=== EXTRACTED INFORMATION ===

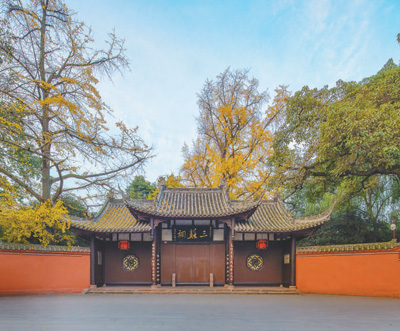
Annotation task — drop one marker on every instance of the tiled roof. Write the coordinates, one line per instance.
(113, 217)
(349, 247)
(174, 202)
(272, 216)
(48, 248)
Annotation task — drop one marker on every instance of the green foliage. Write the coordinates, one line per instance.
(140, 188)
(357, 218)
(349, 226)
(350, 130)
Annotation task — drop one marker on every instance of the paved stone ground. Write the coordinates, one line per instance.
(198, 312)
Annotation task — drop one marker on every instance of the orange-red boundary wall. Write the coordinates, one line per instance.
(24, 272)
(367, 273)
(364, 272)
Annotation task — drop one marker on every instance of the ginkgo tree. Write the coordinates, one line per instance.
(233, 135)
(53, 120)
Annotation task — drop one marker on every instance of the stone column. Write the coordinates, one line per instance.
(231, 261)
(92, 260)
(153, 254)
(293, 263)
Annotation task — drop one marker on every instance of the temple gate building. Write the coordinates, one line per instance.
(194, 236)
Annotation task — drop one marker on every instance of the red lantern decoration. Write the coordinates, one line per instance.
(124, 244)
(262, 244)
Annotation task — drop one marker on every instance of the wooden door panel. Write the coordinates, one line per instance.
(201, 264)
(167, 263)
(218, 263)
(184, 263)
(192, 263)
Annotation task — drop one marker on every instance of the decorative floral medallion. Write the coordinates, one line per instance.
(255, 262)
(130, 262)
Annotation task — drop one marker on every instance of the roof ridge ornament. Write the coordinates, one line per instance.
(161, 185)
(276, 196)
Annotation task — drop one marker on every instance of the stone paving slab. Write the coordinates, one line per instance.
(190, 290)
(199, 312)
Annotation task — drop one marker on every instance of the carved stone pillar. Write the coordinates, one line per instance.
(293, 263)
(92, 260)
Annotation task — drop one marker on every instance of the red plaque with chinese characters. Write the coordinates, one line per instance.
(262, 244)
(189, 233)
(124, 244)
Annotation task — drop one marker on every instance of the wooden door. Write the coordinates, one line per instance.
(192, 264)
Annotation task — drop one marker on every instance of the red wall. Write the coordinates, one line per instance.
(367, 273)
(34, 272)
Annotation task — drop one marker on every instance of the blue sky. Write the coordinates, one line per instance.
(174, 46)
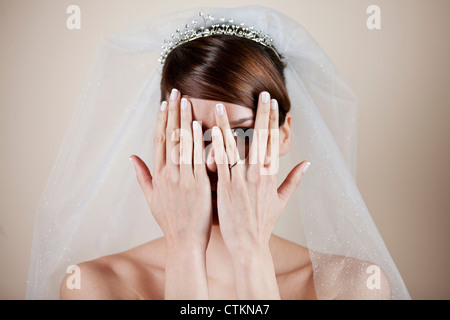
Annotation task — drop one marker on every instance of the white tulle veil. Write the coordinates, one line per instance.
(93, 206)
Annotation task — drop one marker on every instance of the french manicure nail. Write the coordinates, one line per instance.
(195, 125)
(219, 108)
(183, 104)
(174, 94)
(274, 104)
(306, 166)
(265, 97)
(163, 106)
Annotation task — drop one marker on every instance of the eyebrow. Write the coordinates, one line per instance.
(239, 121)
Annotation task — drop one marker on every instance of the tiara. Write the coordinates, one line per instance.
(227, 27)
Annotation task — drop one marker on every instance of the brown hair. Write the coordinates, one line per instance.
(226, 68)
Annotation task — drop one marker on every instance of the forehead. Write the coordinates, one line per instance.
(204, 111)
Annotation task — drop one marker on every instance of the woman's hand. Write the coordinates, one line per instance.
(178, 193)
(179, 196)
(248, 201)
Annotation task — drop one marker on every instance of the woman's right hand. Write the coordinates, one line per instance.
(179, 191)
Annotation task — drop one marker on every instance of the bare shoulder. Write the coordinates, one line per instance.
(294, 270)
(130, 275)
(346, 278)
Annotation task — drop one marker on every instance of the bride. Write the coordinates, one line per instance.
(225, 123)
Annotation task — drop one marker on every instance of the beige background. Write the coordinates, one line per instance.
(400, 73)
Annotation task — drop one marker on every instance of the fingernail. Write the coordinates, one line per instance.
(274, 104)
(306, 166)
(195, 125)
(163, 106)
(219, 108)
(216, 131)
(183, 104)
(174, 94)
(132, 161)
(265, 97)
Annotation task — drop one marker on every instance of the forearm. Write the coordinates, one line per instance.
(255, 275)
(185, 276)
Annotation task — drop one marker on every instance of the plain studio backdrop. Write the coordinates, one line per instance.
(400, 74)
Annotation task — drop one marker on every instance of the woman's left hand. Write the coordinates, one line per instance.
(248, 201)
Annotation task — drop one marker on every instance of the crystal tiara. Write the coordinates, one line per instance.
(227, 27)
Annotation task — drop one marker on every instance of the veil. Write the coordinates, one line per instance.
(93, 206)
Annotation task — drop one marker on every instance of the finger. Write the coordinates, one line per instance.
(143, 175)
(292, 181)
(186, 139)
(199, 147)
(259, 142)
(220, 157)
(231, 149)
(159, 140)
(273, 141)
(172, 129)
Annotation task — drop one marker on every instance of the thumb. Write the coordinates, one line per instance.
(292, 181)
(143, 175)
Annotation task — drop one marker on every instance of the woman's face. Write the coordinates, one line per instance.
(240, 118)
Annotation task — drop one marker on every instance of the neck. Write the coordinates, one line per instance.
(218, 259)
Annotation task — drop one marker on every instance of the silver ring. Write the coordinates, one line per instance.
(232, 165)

===
=== EXTRACTED INFORMATION ===

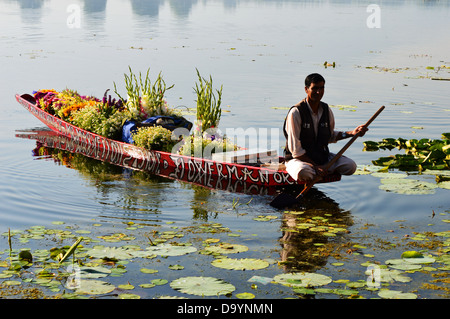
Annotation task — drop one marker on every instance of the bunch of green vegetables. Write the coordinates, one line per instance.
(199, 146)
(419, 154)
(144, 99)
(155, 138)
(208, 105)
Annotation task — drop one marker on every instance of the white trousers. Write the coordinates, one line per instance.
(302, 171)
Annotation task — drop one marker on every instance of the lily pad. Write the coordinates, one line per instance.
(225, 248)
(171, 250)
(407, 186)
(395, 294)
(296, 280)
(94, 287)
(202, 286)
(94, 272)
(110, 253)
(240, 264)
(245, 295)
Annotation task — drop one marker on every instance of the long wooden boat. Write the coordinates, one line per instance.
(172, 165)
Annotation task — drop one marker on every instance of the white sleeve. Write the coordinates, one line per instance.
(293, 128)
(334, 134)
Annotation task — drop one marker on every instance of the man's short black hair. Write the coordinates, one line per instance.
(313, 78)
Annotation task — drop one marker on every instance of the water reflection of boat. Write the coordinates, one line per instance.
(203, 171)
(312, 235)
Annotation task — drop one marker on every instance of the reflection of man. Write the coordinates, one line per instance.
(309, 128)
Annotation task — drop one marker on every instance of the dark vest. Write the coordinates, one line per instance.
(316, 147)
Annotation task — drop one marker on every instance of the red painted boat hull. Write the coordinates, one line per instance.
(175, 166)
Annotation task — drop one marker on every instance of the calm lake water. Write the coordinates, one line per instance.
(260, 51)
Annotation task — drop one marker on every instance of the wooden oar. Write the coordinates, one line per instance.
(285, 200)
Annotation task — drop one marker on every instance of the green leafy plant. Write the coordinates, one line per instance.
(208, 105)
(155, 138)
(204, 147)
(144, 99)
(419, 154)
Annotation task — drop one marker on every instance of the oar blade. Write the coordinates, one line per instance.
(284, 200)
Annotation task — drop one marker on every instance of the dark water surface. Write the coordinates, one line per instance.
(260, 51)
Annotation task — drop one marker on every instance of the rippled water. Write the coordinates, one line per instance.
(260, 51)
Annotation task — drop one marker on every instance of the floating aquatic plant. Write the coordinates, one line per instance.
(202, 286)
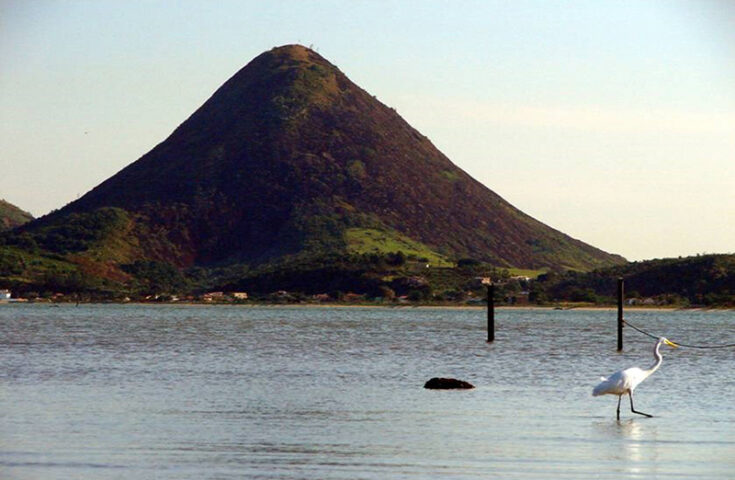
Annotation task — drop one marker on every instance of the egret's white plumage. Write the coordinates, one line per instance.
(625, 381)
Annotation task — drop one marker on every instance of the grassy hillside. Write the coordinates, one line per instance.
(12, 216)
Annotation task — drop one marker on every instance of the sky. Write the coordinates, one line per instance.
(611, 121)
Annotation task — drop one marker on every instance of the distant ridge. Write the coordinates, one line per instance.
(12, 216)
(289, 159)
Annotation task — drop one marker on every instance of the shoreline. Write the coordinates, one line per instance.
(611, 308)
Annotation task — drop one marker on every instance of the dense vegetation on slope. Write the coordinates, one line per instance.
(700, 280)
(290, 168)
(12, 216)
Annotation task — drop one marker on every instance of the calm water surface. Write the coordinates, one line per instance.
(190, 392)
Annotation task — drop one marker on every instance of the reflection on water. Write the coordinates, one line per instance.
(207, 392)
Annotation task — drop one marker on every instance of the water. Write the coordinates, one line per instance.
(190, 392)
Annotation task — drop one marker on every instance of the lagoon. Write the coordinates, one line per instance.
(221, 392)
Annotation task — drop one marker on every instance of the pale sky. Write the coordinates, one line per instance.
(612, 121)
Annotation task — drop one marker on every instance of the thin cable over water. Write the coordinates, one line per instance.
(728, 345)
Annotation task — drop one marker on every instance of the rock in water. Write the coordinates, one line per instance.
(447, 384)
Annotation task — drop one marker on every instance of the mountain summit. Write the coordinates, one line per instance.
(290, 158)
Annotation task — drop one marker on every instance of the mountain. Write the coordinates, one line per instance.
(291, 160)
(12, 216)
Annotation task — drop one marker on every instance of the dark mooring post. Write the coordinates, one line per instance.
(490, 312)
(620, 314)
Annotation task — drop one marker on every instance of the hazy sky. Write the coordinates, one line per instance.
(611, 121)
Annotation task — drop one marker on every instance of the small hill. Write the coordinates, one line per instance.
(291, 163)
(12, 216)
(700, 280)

===
=== EXTRACTED INFORMATION ===

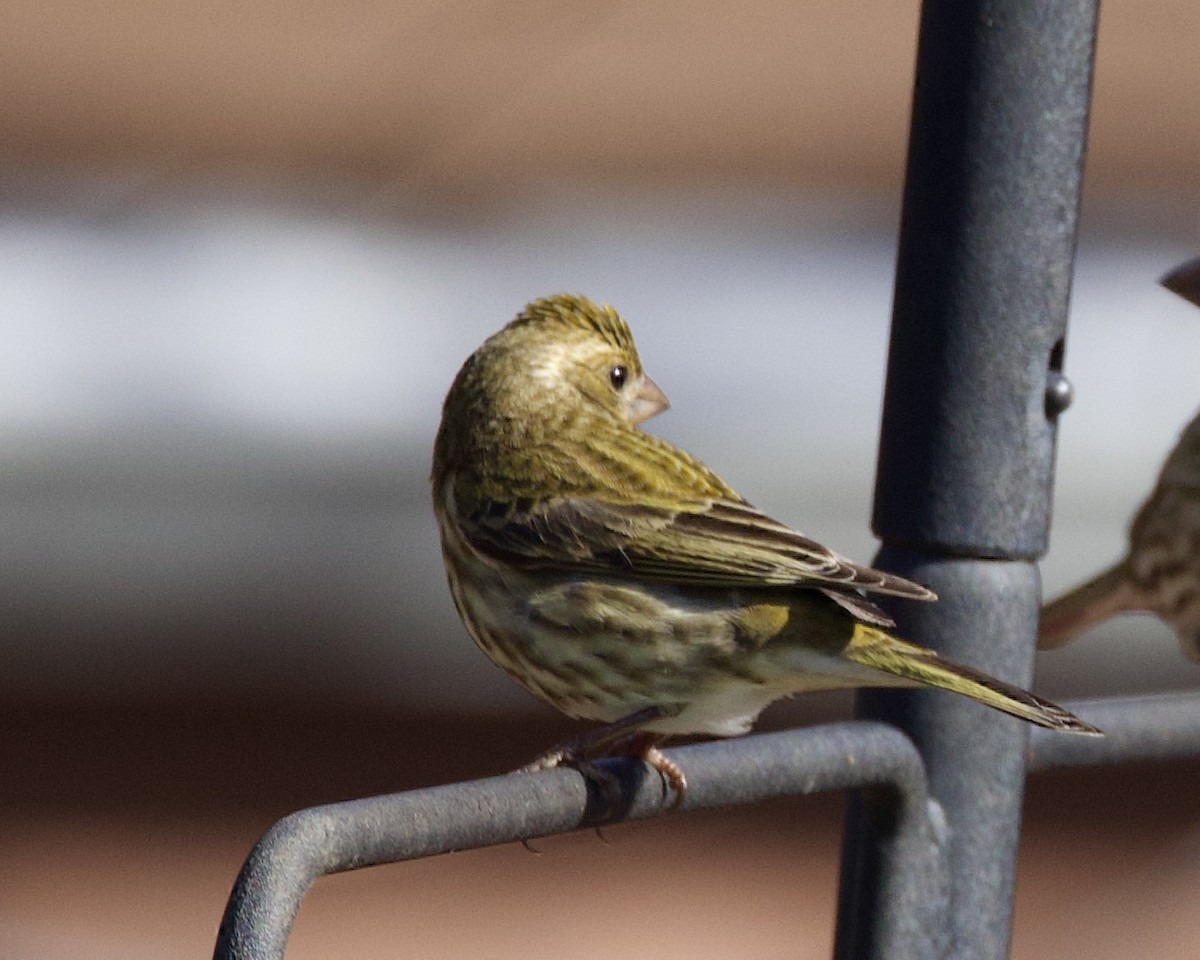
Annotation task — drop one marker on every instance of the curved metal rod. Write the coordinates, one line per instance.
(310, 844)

===

__TASK REQUIREMENTS__:
Filter the records above and copy each line that contains the string "green". Case counts.

__IN RESPONSE__:
Annotation task — drop one marker on every instance of the green foliage. Write the coordinates, one line per instance.
Annotation task — drop one marker on every instance of the bunch of green vegetables. Write the coordinates, one line per instance.
Annotation task — drop one marker on every instance of the green leafy plant. Write the coordinates, one line per instance.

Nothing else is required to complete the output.